======== Texto de leitura
As marcas do trabalhista histórico

Leonel de Moura Brizola completaria, em 22 de janeiro, 85 anos. Na noite de 21 de junho de 2004, fomos surpreendidos pela notícia de sua morte. Naquele momento, lembrei-me dele, duas décadas antes, discursando na esquina da Rua Halfeld com a Batista de Oliveira, sede do diretório do PDT em Juiz de Fora (MG). Fazia um sol forte, mas a multidão se acotovelava para ouvir e aplaudir o líder nacionalista, que lembrava as dificuldades do exílio e falava do Brasil com que sonhávamos… Lembrei-me dele nos programas do PDT, nos acalorados debates nas campanhas presidenciais de que participou, nas suas investidas contra a superpoderosa Rede Globo… Lembrei-me e escrevi Povo brasileiro!…, singelo tributo deste brasileiro.

Povo brasileiro!… Assim, Leonel Brizola iniciava seus pronunciamentos nas inserções do Partido Democrático Trabalhista na televisão. E podiam-se esperar mensagens de nacionalismo, de amor ao país, de defesa de nossas riquezas, de nosso patrimônio público, de combate à espoliação internacional. Ultimamente, ele questionava, na tevê, os rumos do governo de Luís Inácio Lula da Silva, a quem apoiara na campanha presidencial.

Já nos tínhamos acostumado com aquele patriota idoso, saudável, lúcido, fluente e de fala compreensível, a transmitir de forma didática sua mensagem. Era um amigo dos brasileiros! De repente, embora não padecesse de enfermidade alguma, Brizola parte e priva o Brasil de sua voz altaneira.

Com a experiência de quem foi prefeito, deputado e três vezes governador, Brizola apresentava soluções alicerçadas em seu intransigente nacionalismo. E se hoje questionamos tarifas e atendimento de antigas empresas públicas que se privatizaram, certamente nos lembramos de que ele tinha avisado e tinha lutado com o melhor de suas forças contra a transferência dos bens nacionais.

Brizola catalisava as massas, que se encantavam ao ouvi-lo, pois falava com o coração, com a força que vem da alma, com coragem para desafiar os grandes e poderosos. Foi assim que, como governador do Rio Grande do Sul, comandou a Legalidade, em 1961, através de uma rede de emissoras de rádio, e permitiu a posse de João Goulart na presidência da República, solapando um golpe contra a Constituição.
================
Que cargos Leonel Brizola ocupou, segundo o texto sobre ele? O material não é necessário.
======== Material fornecido
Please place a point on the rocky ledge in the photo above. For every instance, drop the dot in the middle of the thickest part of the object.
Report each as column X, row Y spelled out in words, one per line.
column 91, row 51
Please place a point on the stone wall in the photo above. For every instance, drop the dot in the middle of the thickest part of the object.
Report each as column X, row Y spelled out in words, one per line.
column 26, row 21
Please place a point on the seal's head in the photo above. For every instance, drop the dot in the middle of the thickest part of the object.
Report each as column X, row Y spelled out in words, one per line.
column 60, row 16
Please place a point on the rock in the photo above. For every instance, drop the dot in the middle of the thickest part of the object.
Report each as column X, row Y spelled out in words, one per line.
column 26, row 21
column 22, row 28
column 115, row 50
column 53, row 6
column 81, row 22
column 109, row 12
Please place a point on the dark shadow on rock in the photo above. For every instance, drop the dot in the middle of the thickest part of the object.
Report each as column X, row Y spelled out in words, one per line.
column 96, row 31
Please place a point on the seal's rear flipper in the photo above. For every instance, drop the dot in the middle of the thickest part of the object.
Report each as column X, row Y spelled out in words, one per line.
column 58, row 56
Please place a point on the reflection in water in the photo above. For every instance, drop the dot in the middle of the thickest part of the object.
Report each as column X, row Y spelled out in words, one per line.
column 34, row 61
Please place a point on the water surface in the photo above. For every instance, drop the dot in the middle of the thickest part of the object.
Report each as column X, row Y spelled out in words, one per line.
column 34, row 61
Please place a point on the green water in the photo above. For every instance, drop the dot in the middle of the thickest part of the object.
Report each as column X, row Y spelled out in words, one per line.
================
======== Material fornecido
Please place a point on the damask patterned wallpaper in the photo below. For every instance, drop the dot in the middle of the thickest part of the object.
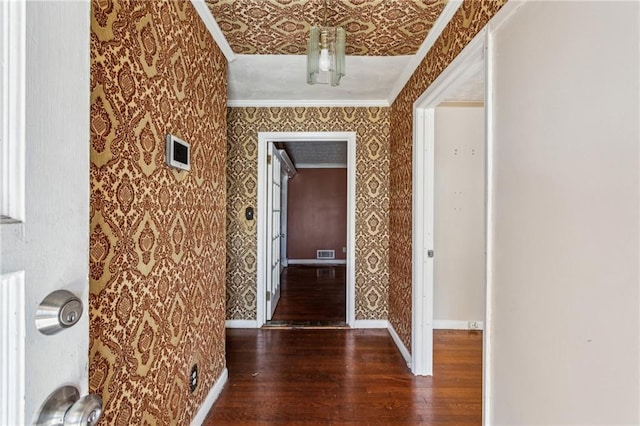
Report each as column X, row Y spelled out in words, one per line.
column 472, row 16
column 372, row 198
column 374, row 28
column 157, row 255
================
### Resposta
Foi prefeito, deputado e três vezes governador.